Stated problem — Report each line of the entries below that contains the string "standing", copying every such line in full.

Available records —
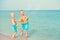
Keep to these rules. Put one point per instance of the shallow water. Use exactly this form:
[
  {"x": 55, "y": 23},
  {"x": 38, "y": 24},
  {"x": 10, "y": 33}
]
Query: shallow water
[{"x": 44, "y": 24}]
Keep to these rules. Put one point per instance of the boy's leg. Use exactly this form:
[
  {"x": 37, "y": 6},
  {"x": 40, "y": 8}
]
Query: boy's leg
[
  {"x": 14, "y": 34},
  {"x": 21, "y": 35},
  {"x": 26, "y": 33}
]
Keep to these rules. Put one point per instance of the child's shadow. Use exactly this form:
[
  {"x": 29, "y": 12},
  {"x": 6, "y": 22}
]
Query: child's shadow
[{"x": 32, "y": 32}]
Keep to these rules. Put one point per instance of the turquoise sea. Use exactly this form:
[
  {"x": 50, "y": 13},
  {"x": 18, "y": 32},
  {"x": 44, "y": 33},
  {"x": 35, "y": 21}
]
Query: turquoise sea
[{"x": 43, "y": 24}]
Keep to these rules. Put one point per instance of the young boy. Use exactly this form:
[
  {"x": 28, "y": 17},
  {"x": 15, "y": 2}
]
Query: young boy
[
  {"x": 24, "y": 23},
  {"x": 14, "y": 27}
]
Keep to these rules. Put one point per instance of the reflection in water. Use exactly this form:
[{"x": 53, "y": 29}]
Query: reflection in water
[{"x": 20, "y": 38}]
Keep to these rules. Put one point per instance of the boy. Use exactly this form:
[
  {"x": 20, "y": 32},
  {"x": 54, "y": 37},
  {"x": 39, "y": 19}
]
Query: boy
[
  {"x": 24, "y": 23},
  {"x": 14, "y": 27}
]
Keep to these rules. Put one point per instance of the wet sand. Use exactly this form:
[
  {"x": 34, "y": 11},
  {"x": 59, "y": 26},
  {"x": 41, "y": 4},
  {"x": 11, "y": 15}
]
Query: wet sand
[{"x": 4, "y": 37}]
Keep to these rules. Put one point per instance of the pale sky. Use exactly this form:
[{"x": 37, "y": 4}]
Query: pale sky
[{"x": 30, "y": 4}]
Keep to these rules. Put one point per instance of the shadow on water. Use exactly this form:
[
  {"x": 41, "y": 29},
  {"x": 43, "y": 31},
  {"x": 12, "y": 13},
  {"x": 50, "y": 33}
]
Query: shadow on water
[{"x": 32, "y": 32}]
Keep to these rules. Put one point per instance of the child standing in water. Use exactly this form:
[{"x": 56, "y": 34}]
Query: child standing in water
[
  {"x": 14, "y": 27},
  {"x": 24, "y": 23}
]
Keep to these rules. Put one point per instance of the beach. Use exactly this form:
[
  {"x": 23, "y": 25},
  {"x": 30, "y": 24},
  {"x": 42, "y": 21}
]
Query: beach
[{"x": 43, "y": 24}]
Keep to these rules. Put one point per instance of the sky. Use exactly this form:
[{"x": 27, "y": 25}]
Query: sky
[{"x": 30, "y": 4}]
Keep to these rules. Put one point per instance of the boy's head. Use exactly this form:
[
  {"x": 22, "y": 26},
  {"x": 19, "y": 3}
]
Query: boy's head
[
  {"x": 22, "y": 12},
  {"x": 12, "y": 14}
]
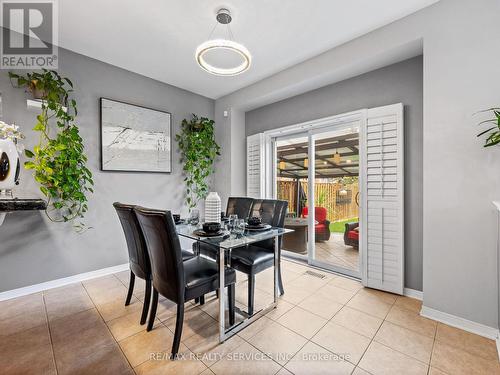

Written answer —
Keep to these rules. Put one point per instance of the child standing in water. Use exactly this form:
Query: child standing in water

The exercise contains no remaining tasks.